◆ **Exercise aim**: Replace "marker" with "dot" in the lines from the one containing "Annotate the green" through the one containing "<point>198,428</point>", inclusive, and leave everything else unchanged. Return only those lines.

(Dataset records)
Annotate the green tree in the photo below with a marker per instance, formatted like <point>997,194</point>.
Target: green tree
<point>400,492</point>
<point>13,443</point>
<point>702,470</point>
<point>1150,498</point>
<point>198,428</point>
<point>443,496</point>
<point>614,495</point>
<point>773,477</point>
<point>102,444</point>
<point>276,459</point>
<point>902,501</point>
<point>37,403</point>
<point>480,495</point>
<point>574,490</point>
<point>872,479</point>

...

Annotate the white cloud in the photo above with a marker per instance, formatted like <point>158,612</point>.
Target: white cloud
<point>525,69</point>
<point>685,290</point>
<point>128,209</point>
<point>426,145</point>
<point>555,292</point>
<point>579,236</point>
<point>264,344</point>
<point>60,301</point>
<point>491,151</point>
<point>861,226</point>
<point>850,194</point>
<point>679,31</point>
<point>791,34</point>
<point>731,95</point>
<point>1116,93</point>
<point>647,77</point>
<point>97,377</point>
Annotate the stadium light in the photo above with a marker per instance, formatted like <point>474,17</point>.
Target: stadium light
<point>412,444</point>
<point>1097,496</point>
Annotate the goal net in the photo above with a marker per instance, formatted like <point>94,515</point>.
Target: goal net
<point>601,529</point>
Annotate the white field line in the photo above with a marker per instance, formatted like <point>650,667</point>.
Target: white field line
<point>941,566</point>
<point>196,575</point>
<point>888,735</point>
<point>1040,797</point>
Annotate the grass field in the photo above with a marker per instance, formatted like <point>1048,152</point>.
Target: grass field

◆ **Written response**:
Annotate the green tree in the photo below with a dot per instance, formatted like <point>997,194</point>.
Target: green tree
<point>400,492</point>
<point>13,443</point>
<point>702,470</point>
<point>1150,498</point>
<point>198,428</point>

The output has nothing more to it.